INSTRUCTIONS:
• A. In the macrophage activation text, give the stretch from "Jacobs’s research team" through "lead to death." again with "brake" switched to "check".
• B. In the macrophage activation text, which journal published the work by Marten Szibor and Howard 'Howy' Jacobs?
• C. Summarize the macrophage activation text in two sentences.

EXERCISE TEXT:
═══
Mitochondria are organelles in cells that work as powerhouses, using their electron transport chain to create energy in the form of ATP. Work that has been recently published in Cell by Marten Szibor and Howard 'Howy' Jacobs of the Institute of Biotechnology, University of Helsinki has indicated that mitochondria likely play a role in the mechanism of macrophage activation.
Macrophages are an important part of the immune system, scouring our body for invaders that they then digest. A common component of bacterial envelopes is a lipopolysaccharide, which can act as a powerful activator of macrophages. When macrophages encounter the lipopolysaccharides of bacteria walls, they reprogram their metabolism such that their mitochondria produce oxygen radicals. This response to bacterial invasion can spin out of control and result in deadly sepsis. For a simple explanation of sepsis check out the short video below.
"The mitochondrial switch initiates a cascade of pro-inflammatory signals. But the process can be counteracted by various different treatments which limit oxygen radical production," explained Howy Jacobs.
Jacobs’s research team has been investigating the characteristics of the mitochondrial alternative oxidase enzyme (AOX) for many years. AOX is able to temper many of the pathological stresses that happen in mitochondria such as oxygen radical production. Along with collaborators, they have now shown that it has potential as a brake on the uncontrolled inflammation that can cause multiple organ failure and lead to death.
═══
DATA FOR ANALYSIS:

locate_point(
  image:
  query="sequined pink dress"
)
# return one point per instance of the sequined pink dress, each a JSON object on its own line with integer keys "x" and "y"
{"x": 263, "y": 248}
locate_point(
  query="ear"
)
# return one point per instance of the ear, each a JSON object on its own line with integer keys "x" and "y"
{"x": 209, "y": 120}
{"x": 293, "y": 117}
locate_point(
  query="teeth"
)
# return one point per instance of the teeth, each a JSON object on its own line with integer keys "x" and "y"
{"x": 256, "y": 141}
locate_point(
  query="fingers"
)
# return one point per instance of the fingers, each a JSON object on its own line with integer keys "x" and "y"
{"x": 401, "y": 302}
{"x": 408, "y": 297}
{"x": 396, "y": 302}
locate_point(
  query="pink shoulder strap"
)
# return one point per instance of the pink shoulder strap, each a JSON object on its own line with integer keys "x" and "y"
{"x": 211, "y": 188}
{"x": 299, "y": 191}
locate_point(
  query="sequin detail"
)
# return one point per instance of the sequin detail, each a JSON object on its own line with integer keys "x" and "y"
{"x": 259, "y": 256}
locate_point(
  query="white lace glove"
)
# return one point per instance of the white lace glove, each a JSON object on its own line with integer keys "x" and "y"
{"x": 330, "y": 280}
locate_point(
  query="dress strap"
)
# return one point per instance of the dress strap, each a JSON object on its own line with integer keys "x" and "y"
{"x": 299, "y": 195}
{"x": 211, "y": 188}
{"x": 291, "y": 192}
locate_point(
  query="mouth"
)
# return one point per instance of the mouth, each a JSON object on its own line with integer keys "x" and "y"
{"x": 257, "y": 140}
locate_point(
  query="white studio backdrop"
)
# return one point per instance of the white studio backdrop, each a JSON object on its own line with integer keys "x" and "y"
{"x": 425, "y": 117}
═══
EXERCISE SOLUTIONS:
• A.
Jacobs’s research team has been investigating the characteristics of the mitochondrial alternative oxidase enzyme (AOX) for many years. AOX is able to temper many of the pathological stresses that happen in mitochondria such as oxygen radical production. Along with collaborators, they have now shown that it has potential as a check on the uncontrolled inflammation that can cause multiple organ failure and lead to death.

• B. Cell.

• C. Work from the University of Helsinki indicates that mitochondria likely play a role in macrophage activation: when macrophages meet bacterial lipopolysaccharides, their mitochondria produce oxygen radicals, a response that can spin out of control into deadly sepsis. Jacobs's team and collaborators have shown that the mitochondrial alternative oxidase enzyme (AOX), which can temper oxygen radical production, has potential as a brake on uncontrolled inflammation.